[Kaynak Metin]
---+---

Alt komşumuz bir torun sahibi olunca anladı ki, çocuklar öyle otur deyince oturmuyorlar. Hele bir de erkek çocuksa. Ya iki erkek çocuk- ki onlarla başa çıkmanın zorluğunu ancak anne babalar bilir- o zaman insan derviş sabrını öğreniyor. Üst komşumuz ise kızı evlenip evden ayrılıp, bizim çocuklar da büyüyüp evden çıkmaz olunca “ apartman ne kadar da sessiz olmaya başladı demez mi” geçenlerde!

Yasakların nedeni arabalarının çizilmeleriymiş. Ayda yılda, okul tatil veya hava güzelse bahçede oynamaya çalışan çocuklar arabaları çizerlermiş. Allah korusun!Arabalara top çarparsa nice olur arabaların hali değil mi?! 


Oysa benim arabam komşular tarafından çok çizildi. Hatta bir tanesi bahçeye arabası ile girince park yapmaya girerken duran arabama çarptı. Kendisi “ödeyeceğim” demesine rağmen, daha sonra “ben çarpmış olamam bir başkası yapmış olabilir” deyip yan çizmişti. Başka bir komşum da yine parka girerken benim arabaya sürtmüş ve buna rağmen gelip bize söylememeyi tercih etmişti Camdan olayı gören eşim komşunun bize gelip durumu anlatmasına bir türlü anlam veremediyse. Olsun onlar büyük ne yaparlarsa yapsınlar çocuklar kadar tehlikeli olamazlar değil mi ama…

İstanbul’un her tarafı yeşil alan, park, spor tesisleri ile dolup taşıyor ya! Anne babalar üşeniyor oralara gitmeye ve komşularına işkence etmek için çocuklarını bahçeye gönderiyorlar...

---+---

[Veri Kümesi]
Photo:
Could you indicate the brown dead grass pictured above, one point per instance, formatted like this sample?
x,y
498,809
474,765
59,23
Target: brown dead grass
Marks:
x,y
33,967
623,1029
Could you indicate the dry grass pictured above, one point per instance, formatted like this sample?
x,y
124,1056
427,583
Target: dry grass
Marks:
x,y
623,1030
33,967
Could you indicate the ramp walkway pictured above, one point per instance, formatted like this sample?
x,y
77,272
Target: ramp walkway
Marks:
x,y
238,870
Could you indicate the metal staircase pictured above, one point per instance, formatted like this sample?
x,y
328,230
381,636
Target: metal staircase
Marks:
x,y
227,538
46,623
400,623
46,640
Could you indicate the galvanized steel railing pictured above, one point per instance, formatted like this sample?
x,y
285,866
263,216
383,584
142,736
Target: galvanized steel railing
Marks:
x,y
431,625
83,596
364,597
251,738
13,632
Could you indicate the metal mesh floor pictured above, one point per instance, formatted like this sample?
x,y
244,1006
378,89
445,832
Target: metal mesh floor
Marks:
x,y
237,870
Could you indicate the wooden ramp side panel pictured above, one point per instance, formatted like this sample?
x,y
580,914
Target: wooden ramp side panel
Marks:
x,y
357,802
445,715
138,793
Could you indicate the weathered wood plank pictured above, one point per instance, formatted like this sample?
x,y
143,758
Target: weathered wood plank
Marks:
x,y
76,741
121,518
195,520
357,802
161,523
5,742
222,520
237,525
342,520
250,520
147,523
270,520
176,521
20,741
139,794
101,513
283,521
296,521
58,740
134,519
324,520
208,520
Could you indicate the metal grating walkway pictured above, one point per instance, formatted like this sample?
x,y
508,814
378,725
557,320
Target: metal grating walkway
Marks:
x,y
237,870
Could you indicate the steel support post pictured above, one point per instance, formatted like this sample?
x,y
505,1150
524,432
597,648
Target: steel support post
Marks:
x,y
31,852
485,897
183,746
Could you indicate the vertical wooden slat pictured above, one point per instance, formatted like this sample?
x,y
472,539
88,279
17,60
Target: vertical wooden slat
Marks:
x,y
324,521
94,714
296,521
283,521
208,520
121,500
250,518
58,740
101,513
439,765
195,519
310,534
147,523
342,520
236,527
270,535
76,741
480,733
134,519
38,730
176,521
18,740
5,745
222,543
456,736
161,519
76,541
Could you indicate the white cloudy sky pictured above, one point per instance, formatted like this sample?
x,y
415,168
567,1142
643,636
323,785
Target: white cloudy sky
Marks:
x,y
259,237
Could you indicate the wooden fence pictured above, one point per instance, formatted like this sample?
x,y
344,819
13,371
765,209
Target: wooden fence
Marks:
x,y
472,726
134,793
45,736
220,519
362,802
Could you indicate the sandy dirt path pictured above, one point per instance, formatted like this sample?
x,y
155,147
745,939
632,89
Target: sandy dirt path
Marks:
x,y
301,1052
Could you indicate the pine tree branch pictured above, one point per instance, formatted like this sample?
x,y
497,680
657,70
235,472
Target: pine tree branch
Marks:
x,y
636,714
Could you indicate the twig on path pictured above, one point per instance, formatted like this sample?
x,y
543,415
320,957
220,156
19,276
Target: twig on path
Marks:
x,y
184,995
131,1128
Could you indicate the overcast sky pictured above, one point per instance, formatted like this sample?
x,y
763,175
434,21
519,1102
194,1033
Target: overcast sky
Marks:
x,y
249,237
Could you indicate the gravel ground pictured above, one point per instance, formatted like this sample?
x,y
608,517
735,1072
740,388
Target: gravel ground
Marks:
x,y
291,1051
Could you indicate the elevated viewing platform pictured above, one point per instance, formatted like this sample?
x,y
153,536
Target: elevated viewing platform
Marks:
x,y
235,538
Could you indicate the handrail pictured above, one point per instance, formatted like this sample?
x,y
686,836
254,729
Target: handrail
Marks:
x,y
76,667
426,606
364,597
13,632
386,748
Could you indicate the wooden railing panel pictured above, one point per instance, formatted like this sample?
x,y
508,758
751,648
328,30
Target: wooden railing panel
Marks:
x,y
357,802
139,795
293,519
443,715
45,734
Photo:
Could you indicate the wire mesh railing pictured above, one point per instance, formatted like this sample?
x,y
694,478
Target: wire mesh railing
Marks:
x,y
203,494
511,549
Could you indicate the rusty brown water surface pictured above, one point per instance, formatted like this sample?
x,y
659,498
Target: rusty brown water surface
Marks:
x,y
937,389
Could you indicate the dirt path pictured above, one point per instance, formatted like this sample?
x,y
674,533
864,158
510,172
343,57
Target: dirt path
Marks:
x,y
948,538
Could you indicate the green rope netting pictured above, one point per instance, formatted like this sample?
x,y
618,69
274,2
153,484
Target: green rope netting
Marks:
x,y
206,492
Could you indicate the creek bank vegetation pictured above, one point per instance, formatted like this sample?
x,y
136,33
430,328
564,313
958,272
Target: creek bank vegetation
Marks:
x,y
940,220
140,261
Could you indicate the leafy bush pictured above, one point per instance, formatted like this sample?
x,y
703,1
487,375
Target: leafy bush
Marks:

---+---

[Yapılacaklar]
A - Komşular ve çocuklar üzerine yazılmış metinde "Yasakların nedeni arabalarının" ile "hali değil mi?!" arasındaki bölümü, bu iki ifade de dahil olmak üzere, hiçbir değişiklik yapmadan yazınız.
B - Kayıtlarda "surface" sözcüğünü içeren satırların hepsini bir araya toplayınız. Büyük ve küçük harf ayrımı dikkate alınmalıdır.

[Cevap Anahtarı]
A -
Yasakların nedeni arabalarının çizilmeleriymiş. Ayda yılda, okul tatil veya hava güzelse bahçede oynamaya çalışan çocuklar arabaları çizerlermiş. Allah korusun!Arabalara top çarparsa nice olur arabaların hali değil mi?!

B -
Could you indicate the rusty brown water surface pictured above, one point per instance, formatted like this sample?
Target: rusty brown water surface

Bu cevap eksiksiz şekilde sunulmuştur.